Provided passage
==*==

Eigenvalue Eigenvalue::operator/(const Eigenvalue& b) const
{
  if (is_zero()) return Eigenvalue(*this);
#ifdef DEBUG_ARITH
  cout << "Dividing " << (*this) << " by " << b << endl;
  cout << "[" << a << "*sqrt(" << root_part() << ")*" << extra_factor() << "]";
  cout << " / ";
  cout << "[" << b.a << "*sqrt(" << b.root_part() << ")*" << b.extra_factor() << "]";
  cout << endl;
#endif

  // Divide coefficients:
  FieldElement c = a/b.a;
#ifdef DEBUG_ARITH
  cout << "Quotient of coefficients = " << c << endl;
#endif

  // Divide root parts
  FieldElement r, s(a.field()->one());
  unsigned int j;
  if (b.root_index==0)
    {
      j = root_index;
#ifdef DEBUG_ARITH
      cout << "Quotient of root parts = " << "sqrt(" << SqCl->elt(j) << ")" << endl;
#endif
    }
  else if (root_index==0)
    {
      // 1/sqrt(r) = (1/r)*sqrt(r)
      c /= b.root_part();
      j = b.root_index;
#ifdef DEBUG_ARITH
      cout << "Quotient of root parts = (1/" << c << ") * " << "sqrt(" << SqCl->elt(j) << ")" << endl;
#endif
    }
  else
    {
      // sqrt(r1)/sqrt(r2) = s*sqrt(r3) where r1/r2 = s^2*r3
      r = root_part() / b.root_part();
      j = SqCl->get_index(r, s);
      c *= s;
#ifdef DEBUG_ARITH
      cout << "Quotient of root parts = " << s << " * " << "sqrt(" << SqCl->elt(j) << ")" << endl;
#endif
      assert (r == s*s*SqCl->elt(j));
    }

  Eigenvalue ans(c, SqCl, j);
#ifdef DEBUG_ARITH
  cout << "Before adjusting last factor, ans = " << ans << endl;
#endif
  if (b.xf==0)

==*==

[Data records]
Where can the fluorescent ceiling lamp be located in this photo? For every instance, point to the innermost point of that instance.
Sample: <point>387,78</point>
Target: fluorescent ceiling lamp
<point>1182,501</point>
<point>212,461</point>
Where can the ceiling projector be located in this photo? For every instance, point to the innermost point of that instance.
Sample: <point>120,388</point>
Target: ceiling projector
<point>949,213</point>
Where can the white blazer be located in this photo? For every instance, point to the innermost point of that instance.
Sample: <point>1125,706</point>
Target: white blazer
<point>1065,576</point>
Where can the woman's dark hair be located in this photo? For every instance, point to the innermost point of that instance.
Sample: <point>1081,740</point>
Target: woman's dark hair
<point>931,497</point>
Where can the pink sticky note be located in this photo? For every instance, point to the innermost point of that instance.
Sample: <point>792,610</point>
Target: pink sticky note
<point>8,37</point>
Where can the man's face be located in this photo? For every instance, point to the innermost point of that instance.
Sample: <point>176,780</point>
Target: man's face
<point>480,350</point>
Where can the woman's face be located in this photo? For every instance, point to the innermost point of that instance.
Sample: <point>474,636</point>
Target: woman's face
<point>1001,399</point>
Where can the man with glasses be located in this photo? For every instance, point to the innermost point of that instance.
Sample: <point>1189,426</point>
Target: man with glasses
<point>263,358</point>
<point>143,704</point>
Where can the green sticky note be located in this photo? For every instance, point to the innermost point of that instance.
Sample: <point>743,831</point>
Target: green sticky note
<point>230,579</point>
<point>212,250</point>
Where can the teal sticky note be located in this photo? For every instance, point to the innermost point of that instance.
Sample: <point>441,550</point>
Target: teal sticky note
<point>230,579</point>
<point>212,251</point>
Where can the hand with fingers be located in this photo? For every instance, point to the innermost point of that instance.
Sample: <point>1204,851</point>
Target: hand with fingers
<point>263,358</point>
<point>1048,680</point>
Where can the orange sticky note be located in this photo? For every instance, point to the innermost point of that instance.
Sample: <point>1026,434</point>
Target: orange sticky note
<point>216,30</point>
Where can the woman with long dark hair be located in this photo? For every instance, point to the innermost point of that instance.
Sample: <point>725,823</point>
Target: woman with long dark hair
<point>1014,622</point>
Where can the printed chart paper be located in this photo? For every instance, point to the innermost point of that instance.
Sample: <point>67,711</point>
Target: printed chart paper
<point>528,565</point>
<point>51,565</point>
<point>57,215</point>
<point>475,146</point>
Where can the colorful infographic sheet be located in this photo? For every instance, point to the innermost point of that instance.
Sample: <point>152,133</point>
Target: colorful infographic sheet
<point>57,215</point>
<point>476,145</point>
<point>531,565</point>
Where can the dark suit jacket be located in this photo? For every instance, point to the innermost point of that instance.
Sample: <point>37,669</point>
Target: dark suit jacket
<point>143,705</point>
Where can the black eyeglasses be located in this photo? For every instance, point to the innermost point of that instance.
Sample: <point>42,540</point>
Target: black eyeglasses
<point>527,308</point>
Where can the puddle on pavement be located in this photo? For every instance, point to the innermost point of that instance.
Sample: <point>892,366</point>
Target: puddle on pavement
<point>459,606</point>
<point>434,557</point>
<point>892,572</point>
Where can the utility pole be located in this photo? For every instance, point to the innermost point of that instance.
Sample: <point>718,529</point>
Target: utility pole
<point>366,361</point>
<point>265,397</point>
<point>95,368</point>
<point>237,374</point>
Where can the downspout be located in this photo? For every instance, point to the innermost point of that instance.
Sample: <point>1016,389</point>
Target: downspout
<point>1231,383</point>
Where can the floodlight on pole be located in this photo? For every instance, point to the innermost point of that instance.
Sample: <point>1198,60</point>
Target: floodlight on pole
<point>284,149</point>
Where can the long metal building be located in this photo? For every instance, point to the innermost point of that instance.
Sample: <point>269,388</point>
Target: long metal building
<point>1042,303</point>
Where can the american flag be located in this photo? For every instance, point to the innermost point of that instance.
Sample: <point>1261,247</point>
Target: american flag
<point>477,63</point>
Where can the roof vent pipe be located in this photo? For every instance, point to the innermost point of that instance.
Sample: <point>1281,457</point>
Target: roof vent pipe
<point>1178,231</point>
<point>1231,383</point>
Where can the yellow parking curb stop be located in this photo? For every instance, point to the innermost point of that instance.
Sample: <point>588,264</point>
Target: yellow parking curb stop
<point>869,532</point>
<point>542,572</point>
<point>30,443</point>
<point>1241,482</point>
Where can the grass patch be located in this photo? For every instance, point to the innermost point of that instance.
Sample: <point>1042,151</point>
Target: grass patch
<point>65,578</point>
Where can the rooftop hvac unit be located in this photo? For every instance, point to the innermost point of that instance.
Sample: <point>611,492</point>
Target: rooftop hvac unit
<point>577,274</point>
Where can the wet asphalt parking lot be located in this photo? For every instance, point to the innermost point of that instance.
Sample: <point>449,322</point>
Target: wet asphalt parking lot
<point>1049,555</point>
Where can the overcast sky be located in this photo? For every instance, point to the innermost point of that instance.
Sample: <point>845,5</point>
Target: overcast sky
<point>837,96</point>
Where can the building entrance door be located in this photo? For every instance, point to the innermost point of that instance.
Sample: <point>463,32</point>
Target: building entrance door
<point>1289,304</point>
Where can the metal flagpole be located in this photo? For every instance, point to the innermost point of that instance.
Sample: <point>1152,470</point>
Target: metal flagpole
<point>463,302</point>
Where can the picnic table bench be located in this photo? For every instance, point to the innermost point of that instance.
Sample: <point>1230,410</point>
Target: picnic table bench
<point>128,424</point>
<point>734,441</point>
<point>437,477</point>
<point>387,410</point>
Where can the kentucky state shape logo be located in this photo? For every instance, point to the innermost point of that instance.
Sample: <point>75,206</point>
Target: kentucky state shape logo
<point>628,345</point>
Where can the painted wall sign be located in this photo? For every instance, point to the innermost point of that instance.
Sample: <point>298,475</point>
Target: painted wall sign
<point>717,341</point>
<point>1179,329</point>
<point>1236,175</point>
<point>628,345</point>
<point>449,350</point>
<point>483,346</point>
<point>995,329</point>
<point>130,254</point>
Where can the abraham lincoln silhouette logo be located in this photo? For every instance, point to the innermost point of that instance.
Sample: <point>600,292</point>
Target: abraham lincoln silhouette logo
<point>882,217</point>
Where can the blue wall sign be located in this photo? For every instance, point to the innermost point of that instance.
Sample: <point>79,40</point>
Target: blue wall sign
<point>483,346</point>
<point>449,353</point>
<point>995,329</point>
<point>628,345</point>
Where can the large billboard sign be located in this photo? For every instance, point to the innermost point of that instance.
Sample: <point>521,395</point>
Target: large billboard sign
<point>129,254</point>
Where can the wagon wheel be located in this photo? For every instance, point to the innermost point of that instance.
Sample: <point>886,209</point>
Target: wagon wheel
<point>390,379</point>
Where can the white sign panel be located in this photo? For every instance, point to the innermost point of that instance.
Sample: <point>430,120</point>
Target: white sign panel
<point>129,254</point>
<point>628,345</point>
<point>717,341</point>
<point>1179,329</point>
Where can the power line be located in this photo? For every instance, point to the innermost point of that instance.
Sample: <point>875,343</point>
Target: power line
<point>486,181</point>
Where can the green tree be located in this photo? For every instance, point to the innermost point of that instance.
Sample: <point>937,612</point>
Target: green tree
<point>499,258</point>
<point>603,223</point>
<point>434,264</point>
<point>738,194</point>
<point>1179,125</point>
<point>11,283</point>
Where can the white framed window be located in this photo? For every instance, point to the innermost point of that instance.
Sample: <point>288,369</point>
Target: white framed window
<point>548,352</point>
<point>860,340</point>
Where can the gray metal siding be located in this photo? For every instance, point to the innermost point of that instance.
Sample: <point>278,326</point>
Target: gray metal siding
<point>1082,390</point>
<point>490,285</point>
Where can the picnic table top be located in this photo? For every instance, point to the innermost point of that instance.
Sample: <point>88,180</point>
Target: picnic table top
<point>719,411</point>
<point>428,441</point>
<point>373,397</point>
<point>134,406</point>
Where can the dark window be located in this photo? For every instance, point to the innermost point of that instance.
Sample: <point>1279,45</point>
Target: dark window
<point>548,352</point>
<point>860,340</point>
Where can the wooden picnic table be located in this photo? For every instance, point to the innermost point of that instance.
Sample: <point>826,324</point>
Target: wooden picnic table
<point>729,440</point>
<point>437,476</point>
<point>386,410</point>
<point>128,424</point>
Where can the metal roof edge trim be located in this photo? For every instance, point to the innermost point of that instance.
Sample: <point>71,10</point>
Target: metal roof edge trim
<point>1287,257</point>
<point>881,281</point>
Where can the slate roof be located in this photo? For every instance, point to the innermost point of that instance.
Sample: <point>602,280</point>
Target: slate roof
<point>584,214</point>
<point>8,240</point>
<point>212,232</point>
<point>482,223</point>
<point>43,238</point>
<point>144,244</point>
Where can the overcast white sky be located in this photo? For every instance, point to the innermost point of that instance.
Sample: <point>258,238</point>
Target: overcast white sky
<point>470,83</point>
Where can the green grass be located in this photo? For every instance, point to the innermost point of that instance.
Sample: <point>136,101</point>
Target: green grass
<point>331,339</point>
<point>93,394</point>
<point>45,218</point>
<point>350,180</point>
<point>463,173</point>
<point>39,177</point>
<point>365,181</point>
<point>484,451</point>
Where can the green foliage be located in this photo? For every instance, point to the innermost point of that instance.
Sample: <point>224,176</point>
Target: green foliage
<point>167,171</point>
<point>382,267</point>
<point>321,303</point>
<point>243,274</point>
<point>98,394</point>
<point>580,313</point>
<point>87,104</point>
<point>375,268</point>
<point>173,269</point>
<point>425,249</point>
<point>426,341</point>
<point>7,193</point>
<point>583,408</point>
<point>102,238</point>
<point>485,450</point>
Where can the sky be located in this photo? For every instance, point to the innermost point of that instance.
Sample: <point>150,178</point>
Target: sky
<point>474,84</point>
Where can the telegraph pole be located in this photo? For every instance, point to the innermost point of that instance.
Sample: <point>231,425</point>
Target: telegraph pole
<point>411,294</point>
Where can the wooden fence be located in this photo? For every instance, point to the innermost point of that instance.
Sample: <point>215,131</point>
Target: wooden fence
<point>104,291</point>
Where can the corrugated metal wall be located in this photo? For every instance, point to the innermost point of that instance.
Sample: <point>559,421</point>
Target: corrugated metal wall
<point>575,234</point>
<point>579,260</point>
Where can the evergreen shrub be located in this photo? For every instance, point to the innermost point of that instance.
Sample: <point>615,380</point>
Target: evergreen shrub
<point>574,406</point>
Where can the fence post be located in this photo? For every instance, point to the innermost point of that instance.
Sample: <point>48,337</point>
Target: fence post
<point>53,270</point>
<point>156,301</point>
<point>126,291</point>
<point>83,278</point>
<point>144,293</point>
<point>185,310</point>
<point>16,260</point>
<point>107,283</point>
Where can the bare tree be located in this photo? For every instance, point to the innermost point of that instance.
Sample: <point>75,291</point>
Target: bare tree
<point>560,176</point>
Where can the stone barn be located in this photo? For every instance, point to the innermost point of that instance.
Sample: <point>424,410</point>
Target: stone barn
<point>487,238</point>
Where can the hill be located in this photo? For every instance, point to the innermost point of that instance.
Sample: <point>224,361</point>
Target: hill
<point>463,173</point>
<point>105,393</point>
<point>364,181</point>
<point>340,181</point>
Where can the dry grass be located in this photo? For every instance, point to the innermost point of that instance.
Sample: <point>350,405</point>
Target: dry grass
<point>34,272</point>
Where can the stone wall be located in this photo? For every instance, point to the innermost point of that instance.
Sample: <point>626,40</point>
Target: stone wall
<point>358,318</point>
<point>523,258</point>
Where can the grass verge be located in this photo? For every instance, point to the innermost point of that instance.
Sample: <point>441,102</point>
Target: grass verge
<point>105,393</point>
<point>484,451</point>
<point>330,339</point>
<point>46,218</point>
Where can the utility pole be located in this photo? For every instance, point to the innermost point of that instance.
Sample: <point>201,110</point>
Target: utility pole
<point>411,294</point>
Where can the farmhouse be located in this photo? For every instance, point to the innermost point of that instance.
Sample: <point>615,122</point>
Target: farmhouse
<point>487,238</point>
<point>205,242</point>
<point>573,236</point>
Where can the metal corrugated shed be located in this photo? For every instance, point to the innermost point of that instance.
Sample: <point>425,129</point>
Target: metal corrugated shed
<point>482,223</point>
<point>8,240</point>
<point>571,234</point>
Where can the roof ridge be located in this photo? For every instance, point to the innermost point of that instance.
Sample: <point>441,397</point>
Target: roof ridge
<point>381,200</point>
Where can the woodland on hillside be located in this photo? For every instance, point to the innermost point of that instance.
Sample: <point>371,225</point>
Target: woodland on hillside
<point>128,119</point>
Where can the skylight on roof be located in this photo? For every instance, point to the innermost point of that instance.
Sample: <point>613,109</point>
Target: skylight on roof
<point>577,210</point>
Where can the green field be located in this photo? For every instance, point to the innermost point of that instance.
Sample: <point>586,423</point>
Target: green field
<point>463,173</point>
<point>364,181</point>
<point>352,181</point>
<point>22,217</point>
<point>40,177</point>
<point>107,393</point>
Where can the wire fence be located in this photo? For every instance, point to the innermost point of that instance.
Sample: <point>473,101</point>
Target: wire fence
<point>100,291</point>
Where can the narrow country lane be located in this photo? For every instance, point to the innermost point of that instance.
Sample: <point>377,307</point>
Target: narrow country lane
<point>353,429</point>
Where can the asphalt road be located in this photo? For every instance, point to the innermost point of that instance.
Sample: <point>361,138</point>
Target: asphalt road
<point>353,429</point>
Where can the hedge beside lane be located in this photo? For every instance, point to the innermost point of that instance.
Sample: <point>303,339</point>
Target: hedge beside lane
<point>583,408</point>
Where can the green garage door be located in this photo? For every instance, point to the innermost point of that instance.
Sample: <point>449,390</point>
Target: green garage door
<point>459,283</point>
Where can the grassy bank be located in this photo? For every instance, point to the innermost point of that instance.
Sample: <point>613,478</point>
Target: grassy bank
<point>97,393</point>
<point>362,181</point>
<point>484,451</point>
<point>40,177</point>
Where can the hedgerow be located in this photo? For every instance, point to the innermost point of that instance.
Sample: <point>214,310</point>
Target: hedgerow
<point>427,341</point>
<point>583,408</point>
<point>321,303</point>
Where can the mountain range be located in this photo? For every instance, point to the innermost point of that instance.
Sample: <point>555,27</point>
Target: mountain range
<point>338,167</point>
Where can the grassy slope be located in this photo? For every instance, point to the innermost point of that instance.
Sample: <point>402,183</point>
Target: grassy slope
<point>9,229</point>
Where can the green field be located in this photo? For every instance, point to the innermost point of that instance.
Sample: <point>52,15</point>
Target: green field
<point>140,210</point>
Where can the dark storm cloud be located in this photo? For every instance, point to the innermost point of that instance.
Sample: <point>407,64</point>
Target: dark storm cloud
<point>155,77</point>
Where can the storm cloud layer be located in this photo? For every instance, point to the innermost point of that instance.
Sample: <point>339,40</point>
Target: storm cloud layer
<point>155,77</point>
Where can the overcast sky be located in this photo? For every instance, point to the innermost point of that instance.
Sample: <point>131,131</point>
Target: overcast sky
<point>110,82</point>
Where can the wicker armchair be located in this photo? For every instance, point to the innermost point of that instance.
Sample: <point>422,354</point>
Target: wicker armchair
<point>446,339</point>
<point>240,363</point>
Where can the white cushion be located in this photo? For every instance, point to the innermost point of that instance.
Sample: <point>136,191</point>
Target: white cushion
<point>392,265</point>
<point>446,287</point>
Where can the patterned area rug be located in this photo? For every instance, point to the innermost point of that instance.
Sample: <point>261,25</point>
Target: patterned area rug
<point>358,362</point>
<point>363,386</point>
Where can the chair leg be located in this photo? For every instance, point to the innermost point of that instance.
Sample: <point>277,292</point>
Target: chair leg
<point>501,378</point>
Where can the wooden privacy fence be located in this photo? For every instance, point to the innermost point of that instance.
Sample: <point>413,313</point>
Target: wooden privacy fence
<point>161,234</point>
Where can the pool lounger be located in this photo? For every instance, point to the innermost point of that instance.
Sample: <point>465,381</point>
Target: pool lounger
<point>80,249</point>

==*==

What to do
Resume the C++ division operator for Eigenvalue, continuing the code after the line "if (b.xf==0)".

Exercise answer
    ans = Eigenvalue(c, SqCl, j, xf);
  else if (xf==b.xf)
    ans = Eigenvalue(c, SqCl, j);
  else if (xf==0)
    ans = Eigenvalue(c/ZZ(2), SqCl, j, -b.xf);
  else if (xf==1)
    ans = Eigenvalue(c, SqCl, j) * Eigenvalue(a.field()->one(), SqCl, 1);
  else
    ans = Eigenvalue(-c, SqCl, j) * Eigenvalue(a.field()->one(), SqCl, 1);

  if (ans.xf) // else normalise does nothing
    {
#ifdef DEBUG_ARITH
      cout << "Before normalising, quotient " << ans << endl;
#endif
      ans.normalise();
    }
#ifdef DEBUG_ARITH
  Eigenvalue check = ans*b;
  if (!(check == (*this)))
    {
      cerr << "**************\n"
           << "Quotient ("<<(*this)<<")/("<<b<<") returns " << ans
           << " but "<<b<<"*"<<ans<<" = "<< check
           << " -- wrong!"
           <<endl;
      exit(1);
    }
  check = b.inverse()*(*this);
  if (check != ans)
    {
      cerr << "**************\n"
           << "Quotient ("<<(*this)<<")/("<<b<<") returns " << ans
           << " but "<<(b.inverse())<<"*("<<(*this)<<") = "<< check
           << " -- wrong!"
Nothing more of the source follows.